• **Görev 1**
Kayıtlarda "window" kelimesini içeren her satırı döndür ve büyük-küçük harf ayrımını gözet.

─── Sayfa

İslam literatürüne baktığımız zaman anarşizmin
karşılığı da "fitne"dir. Kuran ve hadiste fitne kelimesi
"saptırma", imtihan, kargaşa ve "isyan" gibi
anlamlara gelirken, "fitne" kelimesi toplumsal anlamda anarşi ve
kargaşayı ifade etmektedir.
Gerek Kur'an'da gerek hadislerde fitne açık bir
biçimde eleştirilmekte ve uzak durulması istenmektedir. Allah Kur'an-ı
Kerim’de: " Ve sizlerden yalnızca
zulmedenlere isabet etmekle kalmayan bir fitneden korkup sakının. Bilin ki,
gerçekten Allah (ceza ile) sonuçlandırması pek şiddetli olandır.” (Enfal
Suresi, 25.ayet) buyurarak kargaşa ve anarşinin tüm insanlığı tehdit eden
tehlikeli ve korkunç sonuçlarına işaret etmektedir.
Hz. Peygamberimiz (s.a.v), demokrasinin en
önemli unsurlarından biri olan muhalefete karşı da şiddet kullanmamıştır.
Kendisine karşı gelenlere bile tebessümle karşılık vermesi en sert kalpleri
bile yumuşatmıştır.

──────
─── Veri kümesi kayıtları

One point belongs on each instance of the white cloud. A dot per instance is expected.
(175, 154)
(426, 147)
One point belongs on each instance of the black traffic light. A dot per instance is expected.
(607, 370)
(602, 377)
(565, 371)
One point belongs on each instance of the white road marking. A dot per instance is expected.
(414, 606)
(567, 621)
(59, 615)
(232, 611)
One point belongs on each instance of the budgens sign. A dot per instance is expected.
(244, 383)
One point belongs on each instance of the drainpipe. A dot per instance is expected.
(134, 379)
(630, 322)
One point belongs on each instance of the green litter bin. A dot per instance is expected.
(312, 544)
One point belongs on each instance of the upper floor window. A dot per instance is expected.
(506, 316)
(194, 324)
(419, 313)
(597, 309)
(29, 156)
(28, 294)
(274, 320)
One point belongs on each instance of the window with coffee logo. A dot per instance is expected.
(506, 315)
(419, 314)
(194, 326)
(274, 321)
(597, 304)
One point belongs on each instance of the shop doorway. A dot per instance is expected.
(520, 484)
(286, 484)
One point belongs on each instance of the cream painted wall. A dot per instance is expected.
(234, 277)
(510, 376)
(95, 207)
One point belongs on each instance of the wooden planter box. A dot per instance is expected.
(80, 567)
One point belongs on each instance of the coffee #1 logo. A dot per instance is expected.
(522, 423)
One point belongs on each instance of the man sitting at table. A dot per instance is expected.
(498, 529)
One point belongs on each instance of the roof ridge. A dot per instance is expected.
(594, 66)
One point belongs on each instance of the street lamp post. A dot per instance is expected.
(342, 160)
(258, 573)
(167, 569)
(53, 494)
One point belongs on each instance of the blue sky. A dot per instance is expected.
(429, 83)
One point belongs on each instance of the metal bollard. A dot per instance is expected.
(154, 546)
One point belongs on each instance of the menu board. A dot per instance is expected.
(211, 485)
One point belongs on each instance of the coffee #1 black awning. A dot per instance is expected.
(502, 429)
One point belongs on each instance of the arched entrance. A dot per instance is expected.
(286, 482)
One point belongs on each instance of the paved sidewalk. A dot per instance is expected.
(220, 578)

──────

• **Görev 2**
Yukarıdaki İslam'da fitne kavramını ele alan metni kaldığı yerden sürdür.

• **Alıştırma cevabı 1**
One point belongs on each instance of the upper floor window. A dot per instance is expected.
One point belongs on each instance of the window with coffee logo. A dot per instance is expected.

• **Alıştırma cevabı 2**
Yani İslam’ın insanlara kazandırdığı yaşama ve
düşünme biçimi, yazımın en başında dile getirdiğim, toplumu istendiği gibi kurgulama
planının en güçlü, en yenilemez anti-zehri, bir devleti, bir mlleti, bir ümmeti
koruyacak ve dünyada barışı sağlayacak olan en kuvvetli kalkandır. Bunu öteden beri çok iyi bilen derin
güçler, İslam’ı ana hedef olarak belirlemişler, Müslümanların yoğun olarak
yaşadığı coğrafyaların bir de doğal kaynak zengini olması, bu derin planı daha
da sertleştirmiş, acımasızlaştırmıştır.
Bu yüzden derin dünya planlarının bu cesaretine
karşı daha fazla cesaret ve güç kazanmak için Dünya Müslümanlarının Birlik kurması
vazgeçemeyeceğimiz, ihmal edemeyeceğimiz bir ihtiyaçtır. Allah’ın Kuran ile
bildirdiği bizim iyiliğimiz ve huzur çinde yaşamamız için farzı ve emridir. Bu
yüzden Batı derin devletinin bu yayılmacı toplum mühendisliğine vereceğimiz en
iyi cevap ve en cesur dünya düzeni olan İslam Birliği’ni
kurmaktır.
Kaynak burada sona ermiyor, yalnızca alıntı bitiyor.